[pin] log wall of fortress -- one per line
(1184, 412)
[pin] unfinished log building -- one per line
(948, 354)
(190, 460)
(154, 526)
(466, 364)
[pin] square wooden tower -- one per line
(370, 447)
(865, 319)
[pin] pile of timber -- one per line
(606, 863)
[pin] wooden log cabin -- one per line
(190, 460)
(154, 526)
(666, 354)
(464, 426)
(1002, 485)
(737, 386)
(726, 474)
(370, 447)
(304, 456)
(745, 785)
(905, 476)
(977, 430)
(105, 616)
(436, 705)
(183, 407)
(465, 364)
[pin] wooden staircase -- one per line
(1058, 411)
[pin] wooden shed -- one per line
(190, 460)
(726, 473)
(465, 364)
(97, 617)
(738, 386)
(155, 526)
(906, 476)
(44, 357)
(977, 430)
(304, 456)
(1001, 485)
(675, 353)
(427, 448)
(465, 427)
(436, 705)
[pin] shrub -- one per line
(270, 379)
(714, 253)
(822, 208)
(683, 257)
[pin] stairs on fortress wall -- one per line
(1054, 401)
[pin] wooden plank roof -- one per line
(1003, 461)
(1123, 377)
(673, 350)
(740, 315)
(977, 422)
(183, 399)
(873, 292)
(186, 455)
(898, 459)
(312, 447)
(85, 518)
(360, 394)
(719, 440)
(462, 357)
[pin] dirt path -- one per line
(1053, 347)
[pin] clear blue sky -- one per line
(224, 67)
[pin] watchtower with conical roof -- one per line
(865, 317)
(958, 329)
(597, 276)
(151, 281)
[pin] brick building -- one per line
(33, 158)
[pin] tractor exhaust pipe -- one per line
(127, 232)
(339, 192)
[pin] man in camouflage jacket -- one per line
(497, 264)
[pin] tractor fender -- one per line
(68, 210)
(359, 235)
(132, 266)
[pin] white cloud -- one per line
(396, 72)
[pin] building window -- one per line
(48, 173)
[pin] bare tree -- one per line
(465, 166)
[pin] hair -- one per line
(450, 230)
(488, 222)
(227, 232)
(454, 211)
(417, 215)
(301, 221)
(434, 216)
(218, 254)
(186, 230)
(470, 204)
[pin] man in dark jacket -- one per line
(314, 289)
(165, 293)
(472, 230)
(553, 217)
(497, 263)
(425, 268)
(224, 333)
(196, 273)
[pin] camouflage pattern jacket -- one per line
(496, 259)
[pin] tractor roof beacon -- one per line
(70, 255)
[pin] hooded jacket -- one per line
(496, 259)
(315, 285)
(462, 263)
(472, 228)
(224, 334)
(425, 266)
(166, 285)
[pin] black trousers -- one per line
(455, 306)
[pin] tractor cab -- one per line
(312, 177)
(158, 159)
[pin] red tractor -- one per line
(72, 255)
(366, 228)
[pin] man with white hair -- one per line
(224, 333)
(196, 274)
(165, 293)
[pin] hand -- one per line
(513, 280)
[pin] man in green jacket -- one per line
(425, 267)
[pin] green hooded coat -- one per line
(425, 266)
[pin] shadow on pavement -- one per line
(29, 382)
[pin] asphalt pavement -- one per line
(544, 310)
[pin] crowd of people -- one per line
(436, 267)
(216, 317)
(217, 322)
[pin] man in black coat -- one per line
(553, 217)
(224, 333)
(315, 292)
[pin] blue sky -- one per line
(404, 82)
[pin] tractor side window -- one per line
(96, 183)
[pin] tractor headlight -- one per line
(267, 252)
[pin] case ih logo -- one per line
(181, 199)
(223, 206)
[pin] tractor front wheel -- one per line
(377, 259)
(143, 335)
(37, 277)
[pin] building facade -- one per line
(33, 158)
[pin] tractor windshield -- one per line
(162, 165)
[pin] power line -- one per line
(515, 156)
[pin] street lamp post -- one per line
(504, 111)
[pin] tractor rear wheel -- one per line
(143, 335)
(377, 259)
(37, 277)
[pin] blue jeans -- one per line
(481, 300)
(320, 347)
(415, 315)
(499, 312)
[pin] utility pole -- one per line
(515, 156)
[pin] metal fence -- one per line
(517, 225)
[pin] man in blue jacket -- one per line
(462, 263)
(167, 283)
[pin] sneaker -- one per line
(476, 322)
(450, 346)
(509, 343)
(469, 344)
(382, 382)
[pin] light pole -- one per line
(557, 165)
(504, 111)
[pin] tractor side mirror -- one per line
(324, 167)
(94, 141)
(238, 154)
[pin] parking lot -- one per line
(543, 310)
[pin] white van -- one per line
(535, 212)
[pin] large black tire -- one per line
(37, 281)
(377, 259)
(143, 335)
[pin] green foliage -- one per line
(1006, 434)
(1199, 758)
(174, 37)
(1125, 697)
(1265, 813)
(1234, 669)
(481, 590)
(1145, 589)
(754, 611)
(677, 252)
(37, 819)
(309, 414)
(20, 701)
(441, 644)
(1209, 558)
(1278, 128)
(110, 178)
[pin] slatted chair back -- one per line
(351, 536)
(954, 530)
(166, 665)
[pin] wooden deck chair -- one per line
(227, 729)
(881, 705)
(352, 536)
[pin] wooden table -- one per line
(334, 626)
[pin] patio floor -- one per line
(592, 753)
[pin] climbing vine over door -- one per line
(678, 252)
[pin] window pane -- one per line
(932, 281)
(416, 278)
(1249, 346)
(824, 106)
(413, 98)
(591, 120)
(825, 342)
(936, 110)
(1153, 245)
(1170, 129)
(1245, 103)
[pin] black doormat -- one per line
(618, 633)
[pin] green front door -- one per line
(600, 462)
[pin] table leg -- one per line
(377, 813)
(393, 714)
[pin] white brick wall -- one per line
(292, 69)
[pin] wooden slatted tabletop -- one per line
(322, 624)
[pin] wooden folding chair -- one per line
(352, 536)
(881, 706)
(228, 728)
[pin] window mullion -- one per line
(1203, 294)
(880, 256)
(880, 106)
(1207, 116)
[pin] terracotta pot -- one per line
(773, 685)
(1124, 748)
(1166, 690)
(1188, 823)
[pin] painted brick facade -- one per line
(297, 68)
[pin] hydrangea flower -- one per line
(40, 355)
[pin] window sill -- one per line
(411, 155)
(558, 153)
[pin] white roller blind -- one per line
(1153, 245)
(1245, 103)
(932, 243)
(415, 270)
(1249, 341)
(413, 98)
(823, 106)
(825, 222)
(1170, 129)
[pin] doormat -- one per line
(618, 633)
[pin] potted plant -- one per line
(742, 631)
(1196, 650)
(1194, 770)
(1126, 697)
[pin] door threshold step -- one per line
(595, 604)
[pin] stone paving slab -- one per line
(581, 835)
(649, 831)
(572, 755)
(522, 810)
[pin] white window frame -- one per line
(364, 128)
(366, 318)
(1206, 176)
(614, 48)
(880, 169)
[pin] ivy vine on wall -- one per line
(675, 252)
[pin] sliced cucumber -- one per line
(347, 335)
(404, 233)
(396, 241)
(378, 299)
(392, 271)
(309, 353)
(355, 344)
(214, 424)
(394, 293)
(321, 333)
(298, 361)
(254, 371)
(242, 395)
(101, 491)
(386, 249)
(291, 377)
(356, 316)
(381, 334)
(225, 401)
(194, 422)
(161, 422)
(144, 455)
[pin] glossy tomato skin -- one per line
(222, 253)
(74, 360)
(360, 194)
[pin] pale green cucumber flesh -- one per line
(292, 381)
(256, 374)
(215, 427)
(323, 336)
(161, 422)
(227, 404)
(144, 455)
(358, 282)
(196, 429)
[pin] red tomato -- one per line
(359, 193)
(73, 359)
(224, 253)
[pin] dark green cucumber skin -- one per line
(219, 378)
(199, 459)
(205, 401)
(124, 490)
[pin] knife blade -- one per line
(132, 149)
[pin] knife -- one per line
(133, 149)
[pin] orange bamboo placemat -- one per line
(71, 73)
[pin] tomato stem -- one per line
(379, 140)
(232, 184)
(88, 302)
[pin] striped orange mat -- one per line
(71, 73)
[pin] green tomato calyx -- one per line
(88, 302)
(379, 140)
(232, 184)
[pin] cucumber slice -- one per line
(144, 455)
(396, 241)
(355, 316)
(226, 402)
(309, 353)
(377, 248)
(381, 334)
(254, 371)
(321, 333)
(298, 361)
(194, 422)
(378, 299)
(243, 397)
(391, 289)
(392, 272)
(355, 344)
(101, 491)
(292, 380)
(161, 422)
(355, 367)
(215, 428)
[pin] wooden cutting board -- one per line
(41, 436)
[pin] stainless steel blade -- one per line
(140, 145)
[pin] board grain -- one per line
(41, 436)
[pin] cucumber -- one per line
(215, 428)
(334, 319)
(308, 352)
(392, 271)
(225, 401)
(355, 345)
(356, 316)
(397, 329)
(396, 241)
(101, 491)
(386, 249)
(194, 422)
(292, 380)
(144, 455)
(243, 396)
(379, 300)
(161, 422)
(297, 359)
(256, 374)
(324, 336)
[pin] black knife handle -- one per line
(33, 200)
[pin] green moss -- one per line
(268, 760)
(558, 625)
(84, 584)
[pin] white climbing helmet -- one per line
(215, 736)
■ ■ ■ ■ ■
- GIVEN TASK -
Switch "cutting board" to "chopping board" in the material, starting with the line that contains "[pin] orange bamboo placemat -- one per line" and going on through the end, and write those lines out again with nothing else changed.

- EXERCISE RESPONSE -
[pin] orange bamboo placemat -- one per line
(71, 73)
[pin] tomato stem -- one per line
(379, 140)
(232, 184)
(88, 302)
[pin] striped orange mat -- one per line
(71, 73)
[pin] green tomato calyx -- one per line
(88, 302)
(379, 140)
(232, 184)
[pin] cucumber slice -- one per line
(144, 455)
(396, 241)
(355, 316)
(226, 402)
(309, 353)
(377, 248)
(381, 334)
(254, 371)
(321, 333)
(298, 361)
(194, 422)
(378, 299)
(243, 397)
(391, 289)
(392, 272)
(355, 344)
(101, 491)
(292, 380)
(161, 422)
(355, 367)
(215, 428)
[pin] wooden chopping board -- one per line
(41, 436)
[pin] stainless steel blade -- one per line
(140, 145)
[pin] board grain -- one per line
(41, 436)
[pin] cucumber -- one per line
(215, 428)
(334, 319)
(308, 352)
(392, 271)
(225, 401)
(355, 345)
(356, 316)
(397, 329)
(396, 241)
(101, 491)
(386, 249)
(194, 422)
(292, 380)
(144, 455)
(243, 396)
(379, 300)
(161, 422)
(297, 359)
(256, 374)
(324, 336)
[pin] black knife handle -- one per line
(33, 200)
[pin] green moss -- one per line
(268, 760)
(558, 625)
(84, 584)
[pin] white climbing helmet -- one per line
(215, 736)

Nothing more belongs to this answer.